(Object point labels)
• • • •

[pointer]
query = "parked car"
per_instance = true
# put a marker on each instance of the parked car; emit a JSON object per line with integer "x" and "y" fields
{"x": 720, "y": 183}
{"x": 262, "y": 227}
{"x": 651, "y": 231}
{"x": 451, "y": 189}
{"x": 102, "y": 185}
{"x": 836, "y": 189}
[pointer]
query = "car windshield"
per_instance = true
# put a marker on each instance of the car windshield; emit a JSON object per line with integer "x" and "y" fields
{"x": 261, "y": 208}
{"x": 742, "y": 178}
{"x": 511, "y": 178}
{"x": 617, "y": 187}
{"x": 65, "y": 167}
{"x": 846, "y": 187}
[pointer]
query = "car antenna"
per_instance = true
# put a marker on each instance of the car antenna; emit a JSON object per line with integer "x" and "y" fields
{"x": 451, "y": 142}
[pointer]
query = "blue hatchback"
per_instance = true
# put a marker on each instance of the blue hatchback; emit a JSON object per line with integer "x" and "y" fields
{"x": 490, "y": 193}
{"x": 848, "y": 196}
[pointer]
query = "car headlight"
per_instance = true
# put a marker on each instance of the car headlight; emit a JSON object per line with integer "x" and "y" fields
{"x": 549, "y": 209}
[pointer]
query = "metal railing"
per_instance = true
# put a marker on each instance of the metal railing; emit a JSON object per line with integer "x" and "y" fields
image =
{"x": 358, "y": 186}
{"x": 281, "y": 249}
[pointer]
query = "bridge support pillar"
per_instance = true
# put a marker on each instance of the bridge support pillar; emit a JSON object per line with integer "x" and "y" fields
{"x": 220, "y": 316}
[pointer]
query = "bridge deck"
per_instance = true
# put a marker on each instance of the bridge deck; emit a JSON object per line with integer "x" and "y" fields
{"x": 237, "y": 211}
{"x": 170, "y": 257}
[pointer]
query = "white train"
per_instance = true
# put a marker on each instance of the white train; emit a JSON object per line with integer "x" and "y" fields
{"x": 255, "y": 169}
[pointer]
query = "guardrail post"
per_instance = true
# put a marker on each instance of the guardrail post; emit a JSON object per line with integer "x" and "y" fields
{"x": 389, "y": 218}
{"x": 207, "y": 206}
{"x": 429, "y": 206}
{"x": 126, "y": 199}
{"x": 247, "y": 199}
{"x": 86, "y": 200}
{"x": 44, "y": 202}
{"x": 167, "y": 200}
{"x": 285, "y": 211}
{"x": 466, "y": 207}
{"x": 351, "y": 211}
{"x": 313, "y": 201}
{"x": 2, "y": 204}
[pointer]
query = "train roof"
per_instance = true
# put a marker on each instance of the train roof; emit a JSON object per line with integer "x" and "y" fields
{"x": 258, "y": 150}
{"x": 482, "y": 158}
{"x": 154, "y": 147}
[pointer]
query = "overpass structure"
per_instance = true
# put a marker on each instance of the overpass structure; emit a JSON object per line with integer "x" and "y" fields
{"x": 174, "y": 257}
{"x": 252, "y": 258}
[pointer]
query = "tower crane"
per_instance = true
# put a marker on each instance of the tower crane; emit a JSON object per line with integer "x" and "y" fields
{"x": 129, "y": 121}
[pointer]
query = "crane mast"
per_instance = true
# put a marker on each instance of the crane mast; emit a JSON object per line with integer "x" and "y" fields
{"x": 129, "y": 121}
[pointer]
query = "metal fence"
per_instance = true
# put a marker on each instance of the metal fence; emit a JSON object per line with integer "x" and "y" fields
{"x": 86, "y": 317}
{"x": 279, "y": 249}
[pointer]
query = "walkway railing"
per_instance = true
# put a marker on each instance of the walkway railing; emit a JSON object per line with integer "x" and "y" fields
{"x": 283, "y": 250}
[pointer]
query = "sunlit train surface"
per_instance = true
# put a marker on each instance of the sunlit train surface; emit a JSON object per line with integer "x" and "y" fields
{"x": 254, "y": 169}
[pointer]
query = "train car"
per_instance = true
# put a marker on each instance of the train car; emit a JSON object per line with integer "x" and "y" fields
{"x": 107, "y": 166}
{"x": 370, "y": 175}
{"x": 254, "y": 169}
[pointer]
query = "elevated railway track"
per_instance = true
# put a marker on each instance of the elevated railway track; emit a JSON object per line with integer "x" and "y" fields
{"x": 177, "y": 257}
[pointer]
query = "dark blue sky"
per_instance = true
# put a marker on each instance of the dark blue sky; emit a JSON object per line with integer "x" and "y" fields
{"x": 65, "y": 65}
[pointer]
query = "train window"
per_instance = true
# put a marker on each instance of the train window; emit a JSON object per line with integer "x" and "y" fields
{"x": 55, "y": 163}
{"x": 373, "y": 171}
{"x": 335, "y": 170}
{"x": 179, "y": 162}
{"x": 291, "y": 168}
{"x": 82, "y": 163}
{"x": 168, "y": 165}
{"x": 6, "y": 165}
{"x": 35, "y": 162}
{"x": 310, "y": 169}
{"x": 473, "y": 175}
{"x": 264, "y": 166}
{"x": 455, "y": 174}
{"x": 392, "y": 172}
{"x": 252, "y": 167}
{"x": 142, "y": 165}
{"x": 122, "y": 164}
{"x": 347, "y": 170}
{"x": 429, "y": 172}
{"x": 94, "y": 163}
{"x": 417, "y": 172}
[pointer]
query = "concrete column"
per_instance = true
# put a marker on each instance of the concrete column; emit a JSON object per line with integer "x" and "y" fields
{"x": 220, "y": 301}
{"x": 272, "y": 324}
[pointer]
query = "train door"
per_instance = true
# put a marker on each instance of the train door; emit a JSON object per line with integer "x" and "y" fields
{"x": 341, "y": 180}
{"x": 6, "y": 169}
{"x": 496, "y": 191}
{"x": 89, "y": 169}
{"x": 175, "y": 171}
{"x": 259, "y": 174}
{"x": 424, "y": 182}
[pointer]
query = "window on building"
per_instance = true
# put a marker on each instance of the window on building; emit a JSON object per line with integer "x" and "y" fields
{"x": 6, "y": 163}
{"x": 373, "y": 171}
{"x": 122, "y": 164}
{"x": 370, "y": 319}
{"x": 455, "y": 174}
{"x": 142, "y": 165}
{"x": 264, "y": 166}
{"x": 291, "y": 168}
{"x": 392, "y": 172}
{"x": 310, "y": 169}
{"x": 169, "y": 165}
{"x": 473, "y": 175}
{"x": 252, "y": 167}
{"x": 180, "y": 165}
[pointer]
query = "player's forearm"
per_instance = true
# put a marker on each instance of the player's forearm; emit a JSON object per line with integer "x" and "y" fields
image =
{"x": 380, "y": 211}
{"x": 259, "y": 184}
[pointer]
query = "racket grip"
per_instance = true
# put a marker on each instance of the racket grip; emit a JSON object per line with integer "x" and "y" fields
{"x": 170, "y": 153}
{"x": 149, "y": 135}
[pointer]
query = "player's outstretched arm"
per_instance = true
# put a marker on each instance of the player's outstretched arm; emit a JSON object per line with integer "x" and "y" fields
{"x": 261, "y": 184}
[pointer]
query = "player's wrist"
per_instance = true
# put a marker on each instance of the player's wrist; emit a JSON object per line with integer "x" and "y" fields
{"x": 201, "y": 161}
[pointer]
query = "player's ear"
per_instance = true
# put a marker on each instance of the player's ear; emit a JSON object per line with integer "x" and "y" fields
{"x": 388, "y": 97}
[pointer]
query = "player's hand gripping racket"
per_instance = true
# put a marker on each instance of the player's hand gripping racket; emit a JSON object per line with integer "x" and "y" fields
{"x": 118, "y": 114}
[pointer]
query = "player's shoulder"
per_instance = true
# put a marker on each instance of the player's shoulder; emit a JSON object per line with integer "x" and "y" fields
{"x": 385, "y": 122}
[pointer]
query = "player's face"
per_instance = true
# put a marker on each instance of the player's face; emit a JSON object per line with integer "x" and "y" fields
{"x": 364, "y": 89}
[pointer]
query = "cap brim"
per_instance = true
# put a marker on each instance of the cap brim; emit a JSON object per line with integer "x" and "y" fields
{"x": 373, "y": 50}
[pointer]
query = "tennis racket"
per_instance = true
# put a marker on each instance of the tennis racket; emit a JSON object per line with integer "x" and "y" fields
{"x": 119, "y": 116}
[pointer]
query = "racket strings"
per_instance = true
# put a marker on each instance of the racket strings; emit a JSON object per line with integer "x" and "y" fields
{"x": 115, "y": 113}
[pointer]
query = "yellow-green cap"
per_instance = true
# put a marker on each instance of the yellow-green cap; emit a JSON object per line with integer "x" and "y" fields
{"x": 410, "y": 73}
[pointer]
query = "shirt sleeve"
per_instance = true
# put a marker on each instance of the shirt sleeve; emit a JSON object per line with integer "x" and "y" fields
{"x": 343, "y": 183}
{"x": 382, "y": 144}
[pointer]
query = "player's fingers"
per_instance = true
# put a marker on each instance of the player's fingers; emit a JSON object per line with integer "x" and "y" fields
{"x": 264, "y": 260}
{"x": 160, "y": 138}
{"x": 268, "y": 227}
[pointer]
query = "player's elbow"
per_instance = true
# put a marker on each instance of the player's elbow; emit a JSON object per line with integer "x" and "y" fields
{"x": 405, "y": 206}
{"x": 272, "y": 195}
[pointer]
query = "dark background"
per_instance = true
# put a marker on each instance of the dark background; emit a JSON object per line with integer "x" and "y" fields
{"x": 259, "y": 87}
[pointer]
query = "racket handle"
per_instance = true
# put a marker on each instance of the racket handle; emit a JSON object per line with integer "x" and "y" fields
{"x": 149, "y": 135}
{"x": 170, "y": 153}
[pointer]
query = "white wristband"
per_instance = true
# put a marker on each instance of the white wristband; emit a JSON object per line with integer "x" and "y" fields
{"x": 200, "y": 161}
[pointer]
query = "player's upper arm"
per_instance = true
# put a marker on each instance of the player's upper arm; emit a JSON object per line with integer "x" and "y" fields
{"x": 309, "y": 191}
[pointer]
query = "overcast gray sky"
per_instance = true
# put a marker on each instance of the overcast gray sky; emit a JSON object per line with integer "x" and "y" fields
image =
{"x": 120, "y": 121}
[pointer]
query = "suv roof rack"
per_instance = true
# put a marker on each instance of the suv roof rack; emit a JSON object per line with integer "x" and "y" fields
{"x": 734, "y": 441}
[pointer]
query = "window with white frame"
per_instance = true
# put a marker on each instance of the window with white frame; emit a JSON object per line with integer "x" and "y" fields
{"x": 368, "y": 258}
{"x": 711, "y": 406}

• • • •

INSTRUCTION: Pick out every line in the records above that contains the word "mast", and copy each one. Case counts.

FINISHED EXERCISE:
query = "crane mast"
# put a marker on each instance of the crane mast; emit a JSON object per line with integer "x" and "y" fields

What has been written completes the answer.